Exercise instructions: Where the word "baby" occurs in a line of the listing, please copy the line.

Input material:
--------------------------------------------------

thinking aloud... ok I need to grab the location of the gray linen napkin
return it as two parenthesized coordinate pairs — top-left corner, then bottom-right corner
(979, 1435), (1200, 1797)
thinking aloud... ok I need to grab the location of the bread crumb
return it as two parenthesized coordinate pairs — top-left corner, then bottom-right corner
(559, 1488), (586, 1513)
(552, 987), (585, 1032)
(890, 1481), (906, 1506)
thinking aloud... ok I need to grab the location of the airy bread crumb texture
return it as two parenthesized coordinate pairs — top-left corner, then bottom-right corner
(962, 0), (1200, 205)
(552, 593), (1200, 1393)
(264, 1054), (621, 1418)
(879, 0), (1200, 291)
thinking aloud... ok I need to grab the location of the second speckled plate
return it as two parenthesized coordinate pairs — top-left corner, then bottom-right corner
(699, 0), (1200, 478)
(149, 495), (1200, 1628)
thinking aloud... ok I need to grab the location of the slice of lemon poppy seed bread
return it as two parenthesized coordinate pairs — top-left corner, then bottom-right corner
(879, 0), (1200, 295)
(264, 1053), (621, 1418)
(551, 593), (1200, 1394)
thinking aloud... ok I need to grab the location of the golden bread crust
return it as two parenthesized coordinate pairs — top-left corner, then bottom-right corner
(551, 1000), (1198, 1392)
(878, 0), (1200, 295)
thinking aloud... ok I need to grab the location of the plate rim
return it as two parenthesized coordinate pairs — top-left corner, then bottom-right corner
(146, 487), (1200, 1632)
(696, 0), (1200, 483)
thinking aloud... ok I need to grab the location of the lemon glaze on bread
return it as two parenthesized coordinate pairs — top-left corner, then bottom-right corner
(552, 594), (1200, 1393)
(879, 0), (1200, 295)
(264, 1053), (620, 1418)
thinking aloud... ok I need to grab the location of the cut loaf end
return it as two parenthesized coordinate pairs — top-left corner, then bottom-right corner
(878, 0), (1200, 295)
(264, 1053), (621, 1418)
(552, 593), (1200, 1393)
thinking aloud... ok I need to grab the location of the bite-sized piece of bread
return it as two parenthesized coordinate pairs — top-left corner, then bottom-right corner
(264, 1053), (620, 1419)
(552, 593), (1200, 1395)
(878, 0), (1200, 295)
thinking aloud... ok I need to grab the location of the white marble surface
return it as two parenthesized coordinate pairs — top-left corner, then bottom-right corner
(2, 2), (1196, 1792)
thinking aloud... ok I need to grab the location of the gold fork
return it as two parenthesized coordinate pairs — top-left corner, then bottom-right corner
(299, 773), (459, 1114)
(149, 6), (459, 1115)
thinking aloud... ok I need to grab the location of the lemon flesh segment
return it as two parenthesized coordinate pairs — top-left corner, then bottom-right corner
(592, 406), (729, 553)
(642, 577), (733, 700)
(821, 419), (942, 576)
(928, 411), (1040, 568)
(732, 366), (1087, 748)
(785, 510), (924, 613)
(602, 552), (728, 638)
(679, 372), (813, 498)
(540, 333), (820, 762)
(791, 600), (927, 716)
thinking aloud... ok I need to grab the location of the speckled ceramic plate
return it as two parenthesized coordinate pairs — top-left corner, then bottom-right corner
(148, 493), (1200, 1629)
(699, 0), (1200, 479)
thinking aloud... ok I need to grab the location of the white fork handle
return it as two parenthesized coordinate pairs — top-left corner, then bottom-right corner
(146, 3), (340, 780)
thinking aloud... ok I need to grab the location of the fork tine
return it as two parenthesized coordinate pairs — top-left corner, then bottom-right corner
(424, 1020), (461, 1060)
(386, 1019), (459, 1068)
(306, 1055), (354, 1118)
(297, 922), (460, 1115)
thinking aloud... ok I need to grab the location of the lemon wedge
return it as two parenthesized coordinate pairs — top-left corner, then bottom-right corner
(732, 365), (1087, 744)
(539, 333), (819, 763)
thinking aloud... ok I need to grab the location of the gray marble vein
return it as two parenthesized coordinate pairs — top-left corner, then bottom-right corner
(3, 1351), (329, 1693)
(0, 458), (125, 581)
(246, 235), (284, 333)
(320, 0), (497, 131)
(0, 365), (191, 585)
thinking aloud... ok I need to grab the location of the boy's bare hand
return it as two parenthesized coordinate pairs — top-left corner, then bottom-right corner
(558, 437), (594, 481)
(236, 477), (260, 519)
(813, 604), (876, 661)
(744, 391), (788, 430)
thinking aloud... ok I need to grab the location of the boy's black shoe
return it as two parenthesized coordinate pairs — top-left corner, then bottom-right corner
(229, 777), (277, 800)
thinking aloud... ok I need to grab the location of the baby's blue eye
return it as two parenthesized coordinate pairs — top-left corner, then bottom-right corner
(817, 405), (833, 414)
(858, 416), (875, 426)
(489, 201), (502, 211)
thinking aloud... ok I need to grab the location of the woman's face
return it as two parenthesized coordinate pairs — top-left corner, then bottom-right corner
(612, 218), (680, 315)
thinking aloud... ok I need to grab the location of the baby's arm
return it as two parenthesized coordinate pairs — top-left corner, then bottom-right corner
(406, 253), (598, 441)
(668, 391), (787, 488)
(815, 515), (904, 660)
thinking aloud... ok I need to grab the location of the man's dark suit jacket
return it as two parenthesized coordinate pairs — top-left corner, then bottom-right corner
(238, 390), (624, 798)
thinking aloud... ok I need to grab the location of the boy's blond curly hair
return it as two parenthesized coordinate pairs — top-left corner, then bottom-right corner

--------------------------------------------------

Response for this exercise:
thinking aloud... ok I need to grab the location of the baby's blue eye
thinking aloud... ok I need to grab the location of the baby's arm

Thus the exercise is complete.